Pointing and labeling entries
---
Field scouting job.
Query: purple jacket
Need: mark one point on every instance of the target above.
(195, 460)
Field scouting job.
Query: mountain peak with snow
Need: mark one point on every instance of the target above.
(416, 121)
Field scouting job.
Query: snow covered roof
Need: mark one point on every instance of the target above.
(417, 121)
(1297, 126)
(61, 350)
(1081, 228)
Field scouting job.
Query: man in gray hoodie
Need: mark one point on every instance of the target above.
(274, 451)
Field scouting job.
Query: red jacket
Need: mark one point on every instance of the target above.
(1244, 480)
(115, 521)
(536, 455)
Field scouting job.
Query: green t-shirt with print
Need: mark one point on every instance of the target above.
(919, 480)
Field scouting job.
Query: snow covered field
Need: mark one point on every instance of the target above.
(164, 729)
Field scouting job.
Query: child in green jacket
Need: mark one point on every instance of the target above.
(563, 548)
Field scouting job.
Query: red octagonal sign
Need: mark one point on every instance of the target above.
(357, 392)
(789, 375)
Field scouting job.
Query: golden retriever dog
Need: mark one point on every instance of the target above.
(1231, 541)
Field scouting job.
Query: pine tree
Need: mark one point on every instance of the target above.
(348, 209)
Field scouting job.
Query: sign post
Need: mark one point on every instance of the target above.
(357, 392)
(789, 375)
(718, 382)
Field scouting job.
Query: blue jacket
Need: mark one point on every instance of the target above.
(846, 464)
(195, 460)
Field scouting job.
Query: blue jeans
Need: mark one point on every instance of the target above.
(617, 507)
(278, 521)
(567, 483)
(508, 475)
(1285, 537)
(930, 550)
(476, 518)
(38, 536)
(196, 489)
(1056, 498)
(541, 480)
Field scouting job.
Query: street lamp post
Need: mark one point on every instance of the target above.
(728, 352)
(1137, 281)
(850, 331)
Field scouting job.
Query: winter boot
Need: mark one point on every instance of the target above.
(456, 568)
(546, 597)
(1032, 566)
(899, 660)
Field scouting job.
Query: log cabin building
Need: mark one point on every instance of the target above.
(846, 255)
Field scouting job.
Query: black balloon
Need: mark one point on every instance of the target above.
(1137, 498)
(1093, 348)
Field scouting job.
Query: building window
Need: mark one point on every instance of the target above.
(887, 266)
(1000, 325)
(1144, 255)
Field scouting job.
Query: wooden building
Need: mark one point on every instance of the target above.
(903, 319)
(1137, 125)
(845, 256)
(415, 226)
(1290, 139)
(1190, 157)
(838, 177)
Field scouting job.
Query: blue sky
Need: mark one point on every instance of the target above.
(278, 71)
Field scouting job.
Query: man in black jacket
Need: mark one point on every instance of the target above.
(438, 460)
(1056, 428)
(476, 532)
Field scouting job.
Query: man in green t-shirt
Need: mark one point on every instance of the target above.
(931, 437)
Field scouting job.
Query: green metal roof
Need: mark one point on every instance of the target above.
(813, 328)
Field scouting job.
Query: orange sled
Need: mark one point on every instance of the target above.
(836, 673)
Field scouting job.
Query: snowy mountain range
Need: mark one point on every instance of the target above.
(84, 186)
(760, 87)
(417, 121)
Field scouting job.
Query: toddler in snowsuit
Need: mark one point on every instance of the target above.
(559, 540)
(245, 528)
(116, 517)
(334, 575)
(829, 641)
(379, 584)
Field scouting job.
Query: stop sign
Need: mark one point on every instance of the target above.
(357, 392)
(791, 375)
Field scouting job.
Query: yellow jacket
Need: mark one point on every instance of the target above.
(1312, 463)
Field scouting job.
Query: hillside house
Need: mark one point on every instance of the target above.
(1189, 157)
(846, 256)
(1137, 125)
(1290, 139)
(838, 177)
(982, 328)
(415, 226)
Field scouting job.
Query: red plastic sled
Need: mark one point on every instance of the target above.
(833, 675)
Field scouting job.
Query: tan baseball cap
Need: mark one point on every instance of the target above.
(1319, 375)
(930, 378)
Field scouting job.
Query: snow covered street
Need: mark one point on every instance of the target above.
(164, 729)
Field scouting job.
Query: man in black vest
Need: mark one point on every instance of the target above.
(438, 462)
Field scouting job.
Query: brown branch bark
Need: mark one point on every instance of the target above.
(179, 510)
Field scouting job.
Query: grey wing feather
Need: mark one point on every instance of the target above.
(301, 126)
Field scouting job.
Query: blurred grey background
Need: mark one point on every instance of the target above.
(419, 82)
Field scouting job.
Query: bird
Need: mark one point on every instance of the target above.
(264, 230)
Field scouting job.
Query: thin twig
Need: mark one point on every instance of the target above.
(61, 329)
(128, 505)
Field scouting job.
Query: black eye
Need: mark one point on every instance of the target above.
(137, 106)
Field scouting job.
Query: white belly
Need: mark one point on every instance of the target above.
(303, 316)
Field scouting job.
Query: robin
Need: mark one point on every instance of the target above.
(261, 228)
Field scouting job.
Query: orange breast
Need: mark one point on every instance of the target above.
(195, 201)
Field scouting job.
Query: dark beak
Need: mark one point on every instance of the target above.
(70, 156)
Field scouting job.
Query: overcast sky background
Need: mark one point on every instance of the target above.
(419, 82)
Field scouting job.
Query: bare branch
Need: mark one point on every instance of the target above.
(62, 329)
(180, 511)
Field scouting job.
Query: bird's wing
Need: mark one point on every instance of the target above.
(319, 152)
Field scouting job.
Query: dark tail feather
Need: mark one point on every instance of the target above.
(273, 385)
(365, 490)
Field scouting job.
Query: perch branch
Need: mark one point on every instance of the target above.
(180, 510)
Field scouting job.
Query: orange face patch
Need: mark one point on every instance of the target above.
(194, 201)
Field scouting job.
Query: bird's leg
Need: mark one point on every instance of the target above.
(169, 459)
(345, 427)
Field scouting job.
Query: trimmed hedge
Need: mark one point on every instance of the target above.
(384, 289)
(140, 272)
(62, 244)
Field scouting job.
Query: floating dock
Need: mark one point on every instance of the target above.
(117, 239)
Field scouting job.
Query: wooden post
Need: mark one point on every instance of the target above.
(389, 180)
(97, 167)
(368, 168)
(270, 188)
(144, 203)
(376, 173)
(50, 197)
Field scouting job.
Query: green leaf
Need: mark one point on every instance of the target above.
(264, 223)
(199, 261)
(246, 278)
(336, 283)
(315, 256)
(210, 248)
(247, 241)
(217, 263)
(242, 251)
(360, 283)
---
* **TASK GOAL**
All the entries above need to be reproduced exactly.

* **TASK SOLUTION**
Field scouting job.
Query: purple jacket
Need: mark one point on every instance of the target above.
(195, 460)
Field scouting job.
Query: mountain peak with snow
Need: mark one point on every instance of the target above.
(416, 121)
Field scouting job.
Query: snow covered roof
Need: mark one point on every instance of the target above.
(417, 121)
(1297, 126)
(61, 350)
(1081, 228)
Field scouting job.
Query: man in gray hoodie
Need: mark one point on every instance of the target above.
(274, 451)
Field scouting job.
Query: red jacket
Need: mark one point on every instance of the target above.
(1244, 480)
(115, 521)
(536, 455)
Field scouting job.
Query: green t-shirt with print
Need: mark one point on every instance of the target above.
(919, 480)
Field scouting job.
Query: snow covered field
Need: mark one point on every instance of the target above.
(164, 729)
Field scouting job.
Query: child in green jacket
Need: mark one point on every instance of the target above.
(563, 548)
Field scouting job.
Query: red octagonal sign
Need: mark one point on every instance of the target above.
(357, 392)
(789, 375)
Field scouting job.
Query: golden retriever dog
Need: mark one point on every instance of the target above.
(1231, 541)
Field scouting job.
Query: pine tree
Need: mark one point on every instance of the target above.
(348, 209)
Field scouting job.
Query: sign post
Need: mark one point on every instance of the target above.
(357, 392)
(789, 375)
(718, 382)
Field scouting job.
Query: blue jacket
Need: mark one point on every instance of the target above.
(846, 464)
(195, 460)
Field scouting job.
Query: blue jeans
Need: mark one point on every instance of the target above.
(617, 507)
(278, 521)
(567, 483)
(508, 475)
(1285, 537)
(930, 550)
(476, 518)
(38, 536)
(196, 489)
(1056, 498)
(541, 480)
Field scouting job.
Query: street lamp post
Need: mark one point on every instance of the target above.
(728, 352)
(1137, 281)
(850, 331)
Field scouting job.
Query: winter boot
Need: mark one point on every instance of the target above.
(456, 568)
(546, 597)
(1032, 566)
(899, 660)
Field scouting job.
Query: log cabin building
Need: mark one point on every instance of the target above.
(846, 255)
Field scouting job.
Query: black balloon
Need: mark one point on every instance of the target above.
(1137, 498)
(1093, 348)
Field scouting job.
Query: building window
Need: mark one point on every instance of the target above.
(887, 266)
(1000, 325)
(1144, 255)
Field scouting job.
Query: wooden building
Need: mark one point on every instance of the target above.
(903, 319)
(1137, 125)
(845, 256)
(415, 226)
(1290, 139)
(1190, 157)
(838, 177)
Field scouting job.
Query: blue sky
Need: mark one point on every instance of the target above.
(278, 71)
Field scouting job.
Query: man in black jacket
Need: mark one point on every instance of the target above.
(438, 460)
(1056, 428)
(476, 532)
Field scouting job.
Query: man in green t-shirt
Need: mark one point on every instance of the target above.
(931, 437)
Field scouting job.
Query: green metal roof
Need: mark one point on every instance of the target above.
(813, 328)
Field scouting job.
Query: orange sled
Need: mark one point on every instance of the target above.
(836, 673)
Field scouting job.
Query: snowy mountain range
Need: mark one point on every instance of the target above.
(84, 186)
(760, 87)
(417, 121)
Field scouting job.
Query: toddler in snowsuit
Need: mark one point on every instance of the target above.
(559, 540)
(245, 528)
(116, 517)
(334, 575)
(829, 641)
(379, 584)
Field scouting job.
Query: stop sign
Need: mark one point on every instance of the target above.
(357, 392)
(791, 375)
Field scouting job.
Query: yellow jacket
Need: mark one point on every instance of the target above.
(1312, 463)
Field scouting job.
Query: hillside house
Need: mark one point on every instance of the target above.
(1189, 157)
(846, 256)
(1137, 125)
(1290, 139)
(838, 177)
(982, 328)
(415, 226)
Field scouting job.
Query: red plastic sled
Need: mark one point on every instance of the target above.
(833, 675)
Field scouting job.
Query: tan baseball cap
Need: mark one point on every instance of the target above.
(1319, 375)
(930, 378)
Field scouting job.
Query: snow covered street
Need: mark one point on every instance of the target above.
(164, 729)
Field scouting job.
Query: man in black vest
Need: mark one point on every instance of the target above.
(438, 462)
Field scouting job.
Query: brown branch bark
Need: mark one point on every instance of the target above.
(179, 510)
Field scouting job.
Query: grey wing feather
Need: mark one point on every instance of the target above.
(301, 126)
Field scouting job.
Query: blurred grey background
Need: mark one point on every instance of the target above.
(419, 82)
Field scouting job.
Query: bird
Need: mark one point on every instance of the target above.
(264, 230)
Field scouting job.
Query: thin twig
Need: mark one point on every instance of the target above.
(61, 329)
(128, 505)
Field scouting job.
Query: black eye
Need: mark one point on every instance of the target above.
(137, 106)
Field scouting job.
Query: white belly
Need: mark one point on every instance of the target above.
(303, 316)
Field scouting job.
Query: robin
Need: mark one point on every instance of the target above.
(261, 228)
Field scouting job.
Query: orange breast
Need: mark one point on every instance of the target above.
(195, 201)
Field scouting job.
Query: dark beak
Need: mark one point on every instance of the target above.
(70, 156)
Field scouting job.
Query: overcast sky background
Need: mark one point on every instance of the target above.
(419, 82)
Field scouting job.
Query: bare branch
Need: mark one point on every instance of the target above.
(62, 329)
(180, 511)
Field scouting job.
Query: bird's wing
Need: mark one point on every instance of the target above.
(319, 152)
Field scouting job.
Query: dark tail feather
Need: mark one point on every instance of the target above.
(273, 385)
(365, 490)
Field scouting job.
Query: perch branch
Need: mark one point on every instance of the target above.
(180, 510)
Field scouting job.
Query: orange face patch
Need: mark one point on every instance of the target above.
(194, 201)
Field scouting job.
Query: bird's leg
Need: mark one point on every instance of the target above.
(169, 459)
(345, 427)
Field scouting job.
Query: trimmed hedge
Need: mark one point on every instance of the target above.
(384, 289)
(140, 272)
(62, 244)
Field scouting job.
Query: floating dock
Need: mark one point on every instance of the target above.
(117, 239)
Field scouting job.
Query: wooden post
Need: mark one point on every instance of the target above.
(389, 180)
(97, 167)
(368, 168)
(270, 188)
(144, 203)
(376, 173)
(50, 197)
Field scouting job.
Query: green leaf
Need: mark one point on every instance of the target above.
(264, 223)
(199, 261)
(246, 278)
(336, 283)
(315, 256)
(210, 248)
(247, 241)
(217, 263)
(242, 251)
(360, 283)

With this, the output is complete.